* Excerpted passage:
──────

Funding Federal Civil Rights Enforcement: 2000 and Beyond
Executive Summary
With this report, the U.S. Commission on Civil Rights demonstrates that inadequate funding levels for federal civil rights enforcement have occurred simultaneously with growing workloads at the agencies responsible for enforcing civil rights laws. As a result, the nation's civil rights laws, which protect against invidious discrimination and aim to ensure equal opportunity to all, are undermined and the enforcement of these laws continues to be threatened.
Beginning where the Commission's 1995 report on funding for civil rights enforcement ended,[1] this study analyzes the budgets of six principal civil rights agencies since fiscal year (FY) 1994. This report concludes that inadequate funding and staff levels persist in each of these agencies, thus restraining them from sufficiently fulfilling their duties. More specifically, the report findings include:
The U.S. Department of Education (DOEd): While annual complaints received by the DOEd Office for Civil Rights (OCR) have more than doubled over the past decade, staffing levels have fallen. The FY 1999 full-time-equivalent (FTE) position staffing level was 10 percent below the FY 1994 level. The FY 2001 budget request estimates that the staff level for DOEd/OCR will drop to 12 percent below the FY 1994 level. Overall, in actual dollars, DOEd/OCR's budget has increased by 26 percent. However, in terms of real spending power, the increase is only 12 percent. Further, these increases have not been sufficient to offset the increasing workload coupled with decreasing FTE levels.
The U.S. Equal Employment Opportunity Commission (EEOC): EEOC received over 10,000 more annual complaints this decade than it had during the 1980s. However, the requested FTE level for EEOC in FY 2001 is 10 percent below the actual FTE level in FY 1981. In FY 1999, EEOC had 239 fewer FTEs than in FY 1994. Concurrent with these changes in workload and staffing, EEOC has experienced fluctuations in budget appropriations. Although its budget has increased 22 percent in actual dollars since FY 1994, the increase has not been sufficient to address EEOC's burgeoning workload, including its complaints backlog. Further, the EEOC budget has not consistently experienced increases: overall, the budget declined in terms of real dollars between FY 1994 and FY 1998.

──────

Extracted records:
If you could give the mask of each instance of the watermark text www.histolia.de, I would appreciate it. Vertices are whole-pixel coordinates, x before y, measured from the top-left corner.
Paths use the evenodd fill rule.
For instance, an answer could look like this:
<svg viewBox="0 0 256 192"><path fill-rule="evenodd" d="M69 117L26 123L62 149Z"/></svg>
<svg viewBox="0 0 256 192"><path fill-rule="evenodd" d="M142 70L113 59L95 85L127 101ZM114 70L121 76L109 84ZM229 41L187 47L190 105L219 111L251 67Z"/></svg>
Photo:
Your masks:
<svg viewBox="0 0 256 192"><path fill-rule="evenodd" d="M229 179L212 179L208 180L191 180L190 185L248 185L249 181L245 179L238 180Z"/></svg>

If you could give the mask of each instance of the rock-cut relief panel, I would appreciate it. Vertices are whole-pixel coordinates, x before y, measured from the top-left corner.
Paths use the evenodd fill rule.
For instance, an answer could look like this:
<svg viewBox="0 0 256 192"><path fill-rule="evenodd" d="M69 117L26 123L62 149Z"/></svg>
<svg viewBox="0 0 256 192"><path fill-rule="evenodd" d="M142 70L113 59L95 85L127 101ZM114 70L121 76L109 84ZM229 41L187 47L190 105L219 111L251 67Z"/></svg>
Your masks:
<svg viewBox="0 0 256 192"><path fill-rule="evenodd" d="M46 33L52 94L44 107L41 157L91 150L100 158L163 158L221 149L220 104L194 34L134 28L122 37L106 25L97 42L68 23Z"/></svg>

──────

* To be done:
A) Return the portion of the civil rights funding report running from "Funding Federal Civil" up to and including "to be threatened.".
B) Write the next part of the civil rights funding report, starting right after its final sentence.

* Outputs in order:
A)
Funding Federal Civil Rights Enforcement: 2000 and Beyond
Executive Summary
With this report, the U.S. Commission on Civil Rights demonstrates that inadequate funding levels for federal civil rights enforcement have occurred simultaneously with growing workloads at the agencies responsible for enforcing civil rights laws. As a result, the nation's civil rights laws, which protect against invidious discrimination and aim to ensure equal opportunity to all, are undermined and the enforcement of these laws continues to be threatened.

B)
The U.S. Department of Labor: The Office of Federal Contract Compliance Programs (OFCCP) experienced a 7.4 percent decrease in staff levels between FY 1994 and FY 1999. OFCCP resolved 61 percent fewer cases in FY 1999 than it had in FY 1994. Meanwhile, compliance reviews are expected to rise by 1.5 percent in FY 2000. Although, overall, the OFCCP budget has increased 16 percent in real terms since FY 1994, the agency experienced slight declines in real spending power between FY 1994 and FY 1997.
The U.S. Department of Justice: In real terms the FY 2000 budget request for the Civil Rights Division (CRD) was 24 percent higher than the FY 1994 request. However, over that same period, CRD experienced enormous growth in its workload and responsibilities. Yet, the slight increases in resources that CRD received during this time were not commensurate with its expanding workload. Further, although CRD's budget has increased by 22 percent in real terms overall since FY 1994, between FY 1995 and FY 1998, Congressional appropriations for CRD declined in real spending power.
The U.S. Department of Health and Human Services (HHS): For FY 2001, the HHS Office for Civil Rights (OCR) predicts a rising complaint workload that will be parallel to the annual number of complaints received by the agency in FY 1994. However, while the FY 2001 request projects an FTE increase of 27 above the FY 1999 level, this number is still 47 FTEs below the FY 1994 level. In both actual and real terms, requests and appropriations for HHS/OCR have decreased overall since FY 1994.
The U.S. Department of Housing and Urban Development (HUD): The Office of Fair Housing and Equal Opportunity (FHEO) projects that the Title VIII complaint workload, continually rising, will be 15 percent greater in FY 2001 than it was in FY 1994. Yet, staff levels have decreased by 22 percent between FY 1994 and FY 2000. In real spending power, budget requests for FHEO have decreased by 11.4 percent during that period, while appropriations have fallen by 14.4 percent.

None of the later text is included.